Article:
[Start]

Hema Vijay on the eternal conflict that plagues women — dye hair or grey gracefully?

It is a painstaking schedule that will put to shame a soldiers’ regimen — stay on vigil to spot and deal with those grey hairs that sprout unfailingly every week.

Armed with henna and synthetic hair colours, you try to fight the grey army, and wonder whether the black ones grow just as fast, or if there’s a special life force behind the grey ones?

Women over 40 will understand what I’m talking about (of course, a few lucky ones will never have to deal with this trouble until they are well into their 50s!).

But then, it is an individual thing — I noticed my first grey hair when I was at college. It was a single hair creeping out above my left ear. Then, it was a matter of pride, and I flaunted it to friends.

The big battle

But now into my mid-30s, the odds have changed. It is not a question of one grey hair among millions of black hair, but a few hundreds. Here I am, resolutely battling my grey war, and the fact that my elder sister’s mane is still coal-dark, and her mother-in-law’s even darker, does not help!

[End]

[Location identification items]
[Start]

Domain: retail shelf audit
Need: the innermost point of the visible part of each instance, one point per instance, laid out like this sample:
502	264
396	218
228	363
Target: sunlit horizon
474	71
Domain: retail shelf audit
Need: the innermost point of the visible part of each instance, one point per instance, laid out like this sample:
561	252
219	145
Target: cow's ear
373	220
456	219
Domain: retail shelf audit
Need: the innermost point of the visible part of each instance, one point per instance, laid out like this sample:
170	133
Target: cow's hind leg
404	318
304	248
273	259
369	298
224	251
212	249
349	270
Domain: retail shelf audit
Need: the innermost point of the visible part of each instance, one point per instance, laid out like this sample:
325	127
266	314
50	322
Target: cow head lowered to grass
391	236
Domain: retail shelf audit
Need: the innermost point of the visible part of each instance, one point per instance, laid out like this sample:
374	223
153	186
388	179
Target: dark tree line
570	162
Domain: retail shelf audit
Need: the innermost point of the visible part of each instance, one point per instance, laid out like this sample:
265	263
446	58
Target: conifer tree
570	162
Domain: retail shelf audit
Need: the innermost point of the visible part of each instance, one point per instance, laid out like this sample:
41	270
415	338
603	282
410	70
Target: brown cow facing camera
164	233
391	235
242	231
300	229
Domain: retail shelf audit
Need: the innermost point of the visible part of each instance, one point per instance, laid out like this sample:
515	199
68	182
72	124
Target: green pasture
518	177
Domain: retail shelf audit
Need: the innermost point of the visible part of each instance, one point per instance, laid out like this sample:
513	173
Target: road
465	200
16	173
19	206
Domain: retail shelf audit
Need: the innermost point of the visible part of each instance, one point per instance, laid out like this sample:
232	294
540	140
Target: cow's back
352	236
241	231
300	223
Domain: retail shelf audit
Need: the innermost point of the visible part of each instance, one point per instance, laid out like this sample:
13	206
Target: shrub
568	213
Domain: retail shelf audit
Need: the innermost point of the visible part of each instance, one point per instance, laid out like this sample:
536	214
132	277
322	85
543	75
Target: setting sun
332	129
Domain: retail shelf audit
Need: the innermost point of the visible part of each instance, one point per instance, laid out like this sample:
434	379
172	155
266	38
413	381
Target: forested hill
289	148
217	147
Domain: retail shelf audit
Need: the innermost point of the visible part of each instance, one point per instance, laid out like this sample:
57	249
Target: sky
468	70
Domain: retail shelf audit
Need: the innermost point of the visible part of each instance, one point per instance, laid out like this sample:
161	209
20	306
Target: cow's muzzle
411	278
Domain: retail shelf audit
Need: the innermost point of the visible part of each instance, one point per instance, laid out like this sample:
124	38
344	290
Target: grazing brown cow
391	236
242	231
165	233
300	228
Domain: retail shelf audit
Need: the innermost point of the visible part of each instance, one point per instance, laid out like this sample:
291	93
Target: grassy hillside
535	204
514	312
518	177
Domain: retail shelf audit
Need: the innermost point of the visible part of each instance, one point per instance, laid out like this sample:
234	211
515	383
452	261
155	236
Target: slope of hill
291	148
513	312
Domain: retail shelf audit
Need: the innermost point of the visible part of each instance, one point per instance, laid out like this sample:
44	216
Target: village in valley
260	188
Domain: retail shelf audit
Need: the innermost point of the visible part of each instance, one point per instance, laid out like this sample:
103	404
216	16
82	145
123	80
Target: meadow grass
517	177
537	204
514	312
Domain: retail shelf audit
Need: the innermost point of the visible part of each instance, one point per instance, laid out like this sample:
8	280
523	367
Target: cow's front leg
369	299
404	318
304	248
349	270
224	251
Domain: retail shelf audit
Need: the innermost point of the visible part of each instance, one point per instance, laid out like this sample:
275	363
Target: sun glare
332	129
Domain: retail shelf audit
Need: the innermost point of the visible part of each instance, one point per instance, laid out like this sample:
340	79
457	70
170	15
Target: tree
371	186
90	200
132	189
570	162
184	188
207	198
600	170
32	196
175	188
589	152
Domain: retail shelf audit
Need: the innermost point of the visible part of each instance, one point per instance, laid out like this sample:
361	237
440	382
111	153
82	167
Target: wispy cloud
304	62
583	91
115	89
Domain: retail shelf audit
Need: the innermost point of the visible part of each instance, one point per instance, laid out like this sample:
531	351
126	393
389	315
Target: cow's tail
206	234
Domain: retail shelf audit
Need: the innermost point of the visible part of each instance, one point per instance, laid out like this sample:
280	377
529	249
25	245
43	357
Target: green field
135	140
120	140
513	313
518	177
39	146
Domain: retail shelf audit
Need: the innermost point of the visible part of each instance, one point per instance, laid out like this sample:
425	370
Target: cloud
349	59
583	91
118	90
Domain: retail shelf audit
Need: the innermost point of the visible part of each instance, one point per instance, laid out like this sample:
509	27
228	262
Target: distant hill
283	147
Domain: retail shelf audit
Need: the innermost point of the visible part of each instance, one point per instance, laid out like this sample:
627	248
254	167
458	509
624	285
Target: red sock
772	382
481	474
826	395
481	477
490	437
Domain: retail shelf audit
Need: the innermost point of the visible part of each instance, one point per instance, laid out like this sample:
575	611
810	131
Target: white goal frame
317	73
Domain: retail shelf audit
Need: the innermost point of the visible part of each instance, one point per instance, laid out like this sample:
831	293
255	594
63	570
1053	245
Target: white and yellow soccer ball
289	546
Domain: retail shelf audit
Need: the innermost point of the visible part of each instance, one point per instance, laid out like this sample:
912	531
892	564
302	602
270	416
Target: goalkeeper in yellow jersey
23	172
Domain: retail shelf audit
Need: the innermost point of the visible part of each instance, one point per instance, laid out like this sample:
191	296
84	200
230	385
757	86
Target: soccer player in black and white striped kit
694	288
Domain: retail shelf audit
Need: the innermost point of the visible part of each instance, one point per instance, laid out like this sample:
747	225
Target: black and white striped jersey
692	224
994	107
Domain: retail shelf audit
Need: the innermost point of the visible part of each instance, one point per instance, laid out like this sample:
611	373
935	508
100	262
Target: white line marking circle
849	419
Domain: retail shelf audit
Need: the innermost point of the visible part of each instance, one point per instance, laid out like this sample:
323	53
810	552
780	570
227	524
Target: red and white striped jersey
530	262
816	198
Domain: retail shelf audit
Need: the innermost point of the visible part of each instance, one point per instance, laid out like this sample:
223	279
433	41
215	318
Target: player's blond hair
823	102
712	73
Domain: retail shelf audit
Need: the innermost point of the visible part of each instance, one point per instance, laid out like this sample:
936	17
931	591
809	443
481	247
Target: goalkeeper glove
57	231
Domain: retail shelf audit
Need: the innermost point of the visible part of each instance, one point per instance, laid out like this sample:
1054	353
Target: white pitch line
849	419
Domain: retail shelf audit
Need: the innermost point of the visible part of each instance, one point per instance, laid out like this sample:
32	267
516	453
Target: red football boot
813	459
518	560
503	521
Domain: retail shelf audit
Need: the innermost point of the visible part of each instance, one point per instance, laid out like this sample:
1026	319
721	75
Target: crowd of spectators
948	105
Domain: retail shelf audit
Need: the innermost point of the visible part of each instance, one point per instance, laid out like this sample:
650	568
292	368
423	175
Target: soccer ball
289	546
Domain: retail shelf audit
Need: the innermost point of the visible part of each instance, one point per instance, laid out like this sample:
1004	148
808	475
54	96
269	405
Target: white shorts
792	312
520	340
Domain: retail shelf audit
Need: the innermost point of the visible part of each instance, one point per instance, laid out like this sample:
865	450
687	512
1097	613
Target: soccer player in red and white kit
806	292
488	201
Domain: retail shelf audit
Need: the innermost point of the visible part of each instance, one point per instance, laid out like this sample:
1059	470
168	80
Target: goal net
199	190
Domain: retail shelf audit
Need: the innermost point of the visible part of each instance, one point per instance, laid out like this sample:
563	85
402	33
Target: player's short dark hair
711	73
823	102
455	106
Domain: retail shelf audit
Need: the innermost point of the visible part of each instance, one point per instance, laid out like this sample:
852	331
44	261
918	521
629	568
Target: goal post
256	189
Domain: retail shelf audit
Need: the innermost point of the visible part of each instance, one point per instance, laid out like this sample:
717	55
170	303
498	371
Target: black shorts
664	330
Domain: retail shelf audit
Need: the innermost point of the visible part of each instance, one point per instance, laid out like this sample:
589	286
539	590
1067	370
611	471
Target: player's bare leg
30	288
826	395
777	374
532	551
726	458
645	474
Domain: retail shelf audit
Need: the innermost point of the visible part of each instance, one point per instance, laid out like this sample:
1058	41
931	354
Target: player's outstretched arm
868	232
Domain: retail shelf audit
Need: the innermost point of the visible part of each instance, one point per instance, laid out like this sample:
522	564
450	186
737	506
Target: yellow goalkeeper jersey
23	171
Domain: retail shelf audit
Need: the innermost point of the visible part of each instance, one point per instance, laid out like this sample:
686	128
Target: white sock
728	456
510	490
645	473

[End]

Your objective: Reproduce verbatim the passage of the article on grey hair that begins at the words "Hema Vijay on" and ends after the words "the grey ones?".

Correct response:
Hema Vijay on the eternal conflict that plagues women — dye hair or grey gracefully?

It is a painstaking schedule that will put to shame a soldiers’ regimen — stay on vigil to spot and deal with those grey hairs that sprout unfailingly every week.

Armed with henna and synthetic hair colours, you try to fight the grey army, and wonder whether the black ones grow just as fast, or if there’s a special life force behind the grey ones?